Job: Please turn every line of the listing below into a numbered list, skipping blank lines and leaving out the pictures.

[Point annotation records]
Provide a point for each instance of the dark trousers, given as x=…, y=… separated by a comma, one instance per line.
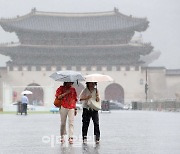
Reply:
x=86, y=117
x=24, y=108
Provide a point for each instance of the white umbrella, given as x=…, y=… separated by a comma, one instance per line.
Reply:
x=27, y=92
x=98, y=78
x=67, y=76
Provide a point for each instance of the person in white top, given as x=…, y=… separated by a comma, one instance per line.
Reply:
x=90, y=92
x=24, y=101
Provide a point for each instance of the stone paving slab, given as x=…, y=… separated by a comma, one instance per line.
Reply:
x=122, y=132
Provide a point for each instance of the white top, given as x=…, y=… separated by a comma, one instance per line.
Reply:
x=85, y=92
x=24, y=100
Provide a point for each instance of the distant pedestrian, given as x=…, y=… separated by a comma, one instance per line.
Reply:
x=90, y=92
x=68, y=96
x=24, y=101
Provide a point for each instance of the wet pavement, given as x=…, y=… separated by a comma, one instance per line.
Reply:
x=122, y=132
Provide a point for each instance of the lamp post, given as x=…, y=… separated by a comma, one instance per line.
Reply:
x=146, y=86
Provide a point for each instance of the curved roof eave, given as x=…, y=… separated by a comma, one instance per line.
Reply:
x=89, y=22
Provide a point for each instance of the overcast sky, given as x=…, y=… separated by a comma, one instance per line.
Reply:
x=164, y=17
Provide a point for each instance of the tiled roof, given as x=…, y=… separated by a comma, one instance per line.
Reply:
x=82, y=55
x=74, y=22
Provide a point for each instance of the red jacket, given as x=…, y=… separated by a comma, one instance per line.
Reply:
x=69, y=100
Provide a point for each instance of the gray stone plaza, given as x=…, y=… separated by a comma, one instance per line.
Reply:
x=125, y=132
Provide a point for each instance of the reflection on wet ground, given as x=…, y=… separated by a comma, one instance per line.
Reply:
x=137, y=132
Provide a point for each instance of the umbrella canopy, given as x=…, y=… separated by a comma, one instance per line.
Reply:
x=97, y=78
x=67, y=76
x=27, y=92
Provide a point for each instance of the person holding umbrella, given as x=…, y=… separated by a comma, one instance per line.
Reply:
x=68, y=96
x=24, y=101
x=90, y=92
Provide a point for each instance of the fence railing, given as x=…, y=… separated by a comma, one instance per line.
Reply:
x=157, y=106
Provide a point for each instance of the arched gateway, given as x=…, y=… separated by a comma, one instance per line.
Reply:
x=37, y=98
x=114, y=92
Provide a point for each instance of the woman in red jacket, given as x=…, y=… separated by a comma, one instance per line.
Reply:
x=68, y=97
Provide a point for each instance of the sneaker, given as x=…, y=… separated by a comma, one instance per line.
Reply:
x=70, y=140
x=84, y=141
x=62, y=140
x=97, y=141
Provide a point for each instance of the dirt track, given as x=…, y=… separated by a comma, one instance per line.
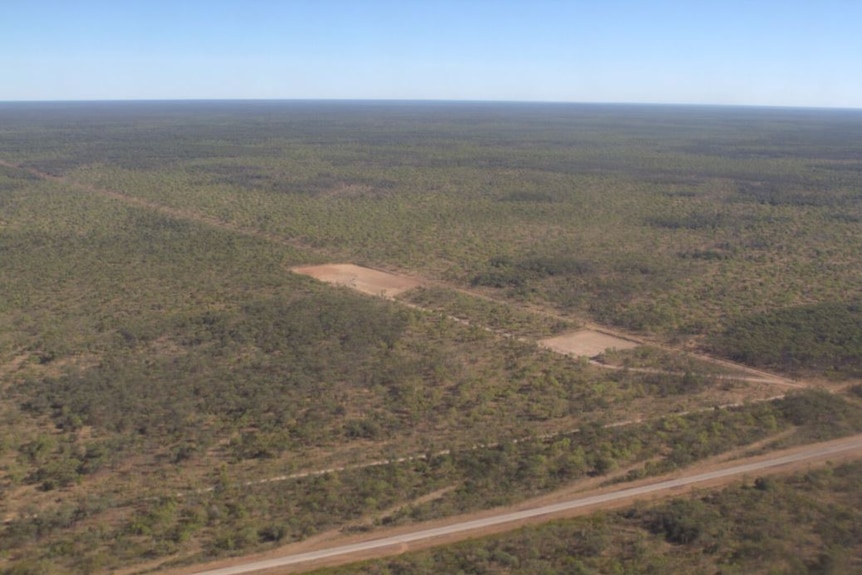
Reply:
x=306, y=557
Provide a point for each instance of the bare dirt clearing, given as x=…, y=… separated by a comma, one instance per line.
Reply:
x=362, y=279
x=586, y=343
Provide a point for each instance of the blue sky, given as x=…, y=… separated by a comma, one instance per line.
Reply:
x=752, y=52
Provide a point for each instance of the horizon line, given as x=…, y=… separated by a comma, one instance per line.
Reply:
x=428, y=101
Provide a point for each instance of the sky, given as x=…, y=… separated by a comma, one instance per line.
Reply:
x=804, y=53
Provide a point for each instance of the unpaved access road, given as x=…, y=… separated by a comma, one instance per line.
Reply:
x=387, y=545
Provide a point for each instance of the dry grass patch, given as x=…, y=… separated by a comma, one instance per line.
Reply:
x=586, y=343
x=361, y=279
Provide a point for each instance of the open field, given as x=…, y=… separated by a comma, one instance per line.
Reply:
x=368, y=281
x=586, y=343
x=170, y=393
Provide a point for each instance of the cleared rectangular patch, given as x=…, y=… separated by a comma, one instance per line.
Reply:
x=365, y=280
x=586, y=343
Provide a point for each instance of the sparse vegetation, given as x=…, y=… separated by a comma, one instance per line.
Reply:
x=154, y=342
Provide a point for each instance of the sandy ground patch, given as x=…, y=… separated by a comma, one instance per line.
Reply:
x=586, y=342
x=362, y=279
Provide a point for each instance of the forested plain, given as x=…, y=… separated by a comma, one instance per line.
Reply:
x=159, y=359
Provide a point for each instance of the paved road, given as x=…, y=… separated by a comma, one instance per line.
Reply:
x=811, y=453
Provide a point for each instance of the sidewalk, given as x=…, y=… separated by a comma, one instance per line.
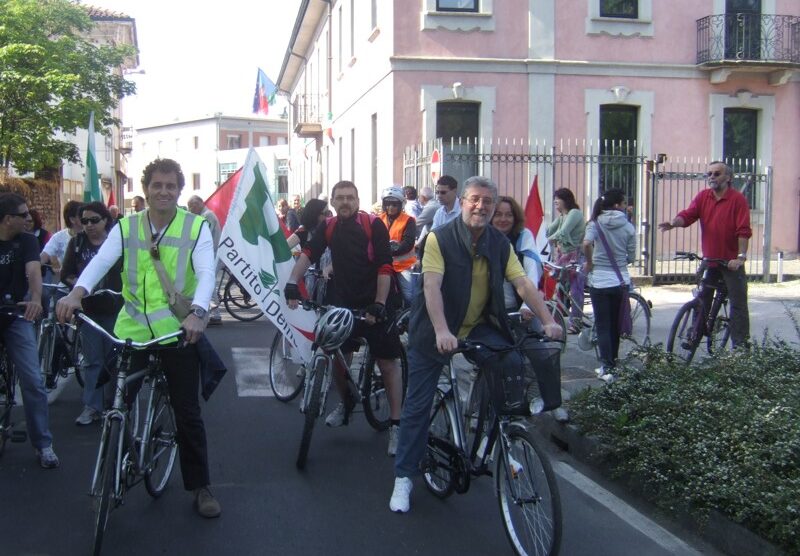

Written solution:
1. Provide a point for each instance of the dark trousers, given as x=…, y=… separated by a comma, one instance per line.
2. Reply:
3. x=86, y=117
4. x=24, y=108
5. Provide a point for each instance of the white umbrella, given as x=…, y=… separated by a comma, one instance per line.
6. Reply:
7. x=27, y=92
8. x=98, y=78
9. x=67, y=76
10. Provide a point for each instance of the person in white top, given as x=…, y=… separated by a comma, one instance per line.
11. Reply:
12. x=90, y=92
13. x=24, y=101
14. Provide a point for each instance of the stone paving slab, given as x=…, y=… separated by a comma, one instance per line.
15. Reply:
16. x=122, y=132
17. Provide a point for each instance of the white top, given as x=…, y=… separated by a comma, one instance per line.
18. Reply:
19. x=85, y=92
20. x=24, y=100
21. Provide a point for each instance of the distant pedestrian, given as x=…, y=… separated by a comma, one instance per line.
22. Reply:
23. x=90, y=92
24. x=68, y=96
25. x=24, y=101
26. Provide a point for each instance of the wet pavement, given as x=…, y=… separated by a comma, one instance per line.
27. Reply:
28. x=122, y=132
29. Provide a point for each instance of the lamp post, given as x=…, y=… separated by a comma, one instance per line.
30. Reply:
31. x=146, y=86
32. Provide a point for each instance of the curved roof eave, given as x=…, y=… separated by a comma, one instance per line.
33. Reply:
34. x=89, y=22
35. Provide a point for each instance of the overcast sky, given as x=…, y=… separated by a comma, one instance per line.
36. Reply:
37. x=164, y=17
38. Provide a point for each instance of the tiled roof, given as x=…, y=… separated by a comma, one instance per line.
39. Reply:
40. x=82, y=55
41. x=74, y=22
42. Provide a point for each instance of the red jacket, given as x=…, y=… separated by a comma, one instance per line.
43. Reply:
44. x=69, y=100
45. Provide a point for each instance of the gray stone plaza, given as x=…, y=… separated by a comma, one instance per line.
46. Reply:
47. x=125, y=132
48. Provide a point for each instance of the reflection on wet ground, given as x=…, y=… separated by a comma, one instance per line.
49. Reply:
50. x=137, y=132
51. Provide a point for each instance of the umbrella canopy, given as x=…, y=… separated by a comma, one instance per line.
52. Reply:
53. x=97, y=78
54. x=67, y=76
55. x=27, y=92
56. Provide a point for each instance of the person holding umbrella, given as x=…, y=… separated by a comma, one instance per line.
57. Reply:
58. x=68, y=96
59. x=24, y=101
60. x=90, y=92
61. Provide a point for each instance of the fence railing, given as x=…, y=… separated by a comma, one instance per line.
62. Reply:
63. x=157, y=106
64. Provide a point for each instance of the arched gateway, given as x=…, y=… separated by a comma, one instance per line.
65. Reply:
66. x=37, y=98
67. x=114, y=92
68. Provide a point for each instance of the woman in red jacket, given as x=…, y=… separated by a comma, one instance per line.
69. Reply:
70. x=68, y=97
71. Provide a point for each instance of the sneaker, given as x=…, y=… separated by a comma, one instance per line.
72. Reply:
73. x=70, y=140
74. x=84, y=141
75. x=62, y=140
76. x=97, y=141
77. Provide a point for each instance of the dirt track, given as x=…, y=… separated by a comma, one instance per line.
78. Reply:
79. x=306, y=557
80. Provide a point for each instance of the bare dirt clearing, given as x=…, y=… separated by a comma, one instance per line.
81. Reply:
82. x=362, y=279
83. x=586, y=343
84. Provide a point for each instance of the blue sky, given as x=…, y=… separated by a comma, one instance per line.
85. Reply:
86. x=752, y=52
87. Provide a point for each instance of the horizon line, given as x=…, y=… separated by a comma, one instance per line.
88. Reply:
89. x=428, y=101
90. Provide a point for each instance of the sky, given as x=…, y=… separated by a comma, one instance per line.
91. Reply:
92. x=804, y=53
93. Provide a point for each instance of the unpaved access road, given as x=…, y=… separated by a comma, one instance per line.
94. Reply:
95. x=387, y=545
96. Provide a point for each instance of the dry grass patch, given as x=…, y=… separated by a comma, one instance per line.
97. Reply:
98. x=586, y=343
99. x=361, y=279
100. Provide a point for each instance of the open field, given as x=…, y=… separated by a comma, one instance per line.
101. Reply:
102. x=368, y=281
103. x=586, y=343
104. x=170, y=393
105. Provide a point for each instance of the cleared rectangular patch, given as x=…, y=… separated by a comma, one instance per line.
106. Reply:
107. x=365, y=280
108. x=586, y=343
109. Provide a point for each instance of the sparse vegetation, given as x=…, y=… separated by a comma, one instance per line.
110. Reply:
111. x=154, y=342
112. Provide a point for each instance of the sandy ground patch, given as x=…, y=… separated by a comma, one instance per line.
113. Reply:
114. x=586, y=342
115. x=362, y=279
116. Provide a point for each instance of the forested plain, given as x=…, y=… separated by a comma, one instance per line.
117. Reply:
118. x=159, y=359
119. Provide a point for each instance of the paved road, given as x=…, y=… separated by a comma, one instance per line.
120. Reply:
121. x=811, y=453
122. Provide a point for each instance of the sidewalk, given as x=…, y=… separated by a comma, one instance per line.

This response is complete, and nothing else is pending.